▶ _Work required_: Convert the listing lines into a JSON list of strings, one string per line and skipping any blank lines. Begin with the line containing "Draw a bounding box tightly around each pile" and continue through the line containing "[72,62,290,220]", including both.

(Excerpt from a dataset)

####

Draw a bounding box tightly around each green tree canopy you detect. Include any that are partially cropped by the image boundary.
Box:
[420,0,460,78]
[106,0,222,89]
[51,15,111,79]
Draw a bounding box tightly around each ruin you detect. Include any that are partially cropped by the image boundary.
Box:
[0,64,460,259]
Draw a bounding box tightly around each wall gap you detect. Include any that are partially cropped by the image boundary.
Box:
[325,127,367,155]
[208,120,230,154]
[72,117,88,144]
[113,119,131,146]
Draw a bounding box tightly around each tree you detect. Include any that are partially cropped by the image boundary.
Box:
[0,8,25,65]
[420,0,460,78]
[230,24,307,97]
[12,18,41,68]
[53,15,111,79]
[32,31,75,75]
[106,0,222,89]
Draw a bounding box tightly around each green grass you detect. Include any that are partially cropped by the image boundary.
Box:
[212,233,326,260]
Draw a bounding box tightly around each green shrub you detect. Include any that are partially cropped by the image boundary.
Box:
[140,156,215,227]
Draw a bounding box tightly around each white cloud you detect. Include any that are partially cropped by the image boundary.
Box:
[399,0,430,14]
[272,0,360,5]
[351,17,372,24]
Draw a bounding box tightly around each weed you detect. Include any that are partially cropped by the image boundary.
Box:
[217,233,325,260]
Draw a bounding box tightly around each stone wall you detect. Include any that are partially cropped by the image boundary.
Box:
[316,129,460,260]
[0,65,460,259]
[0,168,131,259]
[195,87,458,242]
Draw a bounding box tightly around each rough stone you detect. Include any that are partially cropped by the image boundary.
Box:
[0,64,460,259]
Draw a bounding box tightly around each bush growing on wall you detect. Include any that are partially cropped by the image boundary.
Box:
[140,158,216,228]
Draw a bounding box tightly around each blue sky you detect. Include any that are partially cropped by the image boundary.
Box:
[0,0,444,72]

####

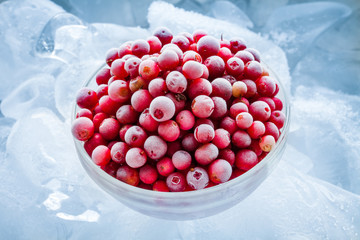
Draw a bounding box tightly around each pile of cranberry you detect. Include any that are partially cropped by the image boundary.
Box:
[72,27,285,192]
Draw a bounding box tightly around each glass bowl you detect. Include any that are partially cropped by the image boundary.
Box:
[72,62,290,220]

####

▶ _The result_:
[
  "Draw a bounding box tightly around each pile of cranberry you detect. Include any that are partially cropped by the image boundary.",
  "Box:",
  "[72,27,285,192]",
  "Draw a bounding box tightly around each glass bowl you detect. Include any that are partially cropped by the image boundary.",
  "Box:",
  "[72,62,290,220]"
]